Exercise requirements
Repeat the whole listing below, word for word.

Available records
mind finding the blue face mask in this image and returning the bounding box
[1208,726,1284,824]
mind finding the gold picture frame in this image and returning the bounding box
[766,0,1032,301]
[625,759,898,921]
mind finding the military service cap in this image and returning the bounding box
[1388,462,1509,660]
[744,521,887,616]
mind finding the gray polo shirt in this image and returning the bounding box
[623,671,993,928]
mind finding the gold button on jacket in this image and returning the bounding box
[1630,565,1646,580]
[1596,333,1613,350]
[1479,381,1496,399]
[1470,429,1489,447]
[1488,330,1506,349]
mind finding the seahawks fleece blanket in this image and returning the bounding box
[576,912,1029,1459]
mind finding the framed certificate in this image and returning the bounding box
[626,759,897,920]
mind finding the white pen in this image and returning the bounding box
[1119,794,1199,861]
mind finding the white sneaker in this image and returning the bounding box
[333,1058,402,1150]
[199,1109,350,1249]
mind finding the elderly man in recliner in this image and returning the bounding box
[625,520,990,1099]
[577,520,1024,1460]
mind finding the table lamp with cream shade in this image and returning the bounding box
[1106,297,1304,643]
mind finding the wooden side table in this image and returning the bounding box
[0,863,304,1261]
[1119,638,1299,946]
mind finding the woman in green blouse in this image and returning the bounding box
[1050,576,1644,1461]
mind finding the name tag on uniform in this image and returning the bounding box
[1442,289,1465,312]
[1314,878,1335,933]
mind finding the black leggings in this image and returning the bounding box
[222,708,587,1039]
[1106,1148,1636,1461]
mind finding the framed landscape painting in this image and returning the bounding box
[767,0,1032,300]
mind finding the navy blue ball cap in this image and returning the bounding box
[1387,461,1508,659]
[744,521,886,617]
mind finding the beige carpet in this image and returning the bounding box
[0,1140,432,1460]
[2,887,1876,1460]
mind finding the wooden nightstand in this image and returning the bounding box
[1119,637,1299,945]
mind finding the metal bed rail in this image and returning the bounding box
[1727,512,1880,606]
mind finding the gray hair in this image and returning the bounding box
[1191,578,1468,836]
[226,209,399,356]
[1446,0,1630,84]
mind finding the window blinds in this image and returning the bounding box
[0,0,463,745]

Result for this task
mind finding the blue face mask in this image and returning the bounding box
[1208,726,1284,824]
mind finding the gold picture frame in this image and returning the bounding box
[766,0,1032,301]
[625,759,898,921]
mind finding the military service cap in this image and returning the bounding box
[1388,462,1509,660]
[744,521,887,616]
mind finding the gray polo shirt in this image and returning the bounding box
[623,671,993,928]
mind finding the gold button on jacket in this image and returning the bounding box
[1630,565,1646,580]
[1596,333,1613,350]
[1479,381,1496,399]
[1470,429,1489,447]
[1488,330,1506,349]
mind finding the seahawks fleece blanket in this image and returning the bounding box
[576,912,1029,1459]
mind finding the framed certificate in this image and returning the bounding box
[626,759,897,920]
mind finding the white pen in this image and returning the bounding box
[1119,794,1199,861]
mind finding the white sneaker in this image and returning the bounding box
[333,1058,402,1150]
[199,1109,350,1249]
mind finding the elderly man in recliner in this image and returning the bounding box
[625,520,990,1099]
[577,520,1024,1460]
mind finding the table lamp with cream shade in this image and returning the bounding box
[1106,297,1304,643]
mind finding the wooden side table in this image and returning the bounding box
[0,863,304,1261]
[1119,638,1299,946]
mind finding the woman in green blouse in this image and returning the bounding box
[1050,576,1644,1461]
mind finding the name tag on uniform in this image and returning the bounding box
[1442,289,1465,312]
[1314,878,1335,933]
mind finding the black leggings in this image and returning the bounding box
[222,708,587,1039]
[1106,1148,1636,1461]
mind finding the framed landscape painting in this image and returning the bounding box
[767,0,1032,300]
mind finding the navy blue ball cap in this image and returning the bounding box
[1387,461,1508,659]
[744,521,886,617]
mind finding the beige carpet in this image and returning the bounding box
[0,1140,432,1460]
[2,887,1876,1460]
mind finding the wooden nightstand in this image and returning the bounding box
[1119,637,1299,945]
mind finding the metal bed rail in this image and returning the bounding box
[1727,512,1880,606]
mind finding the gray hair in this image and returning the bounding box
[1191,578,1468,836]
[226,209,399,356]
[1446,0,1630,84]
mind finding the window blinds in this image and returning the bounding box
[0,0,463,745]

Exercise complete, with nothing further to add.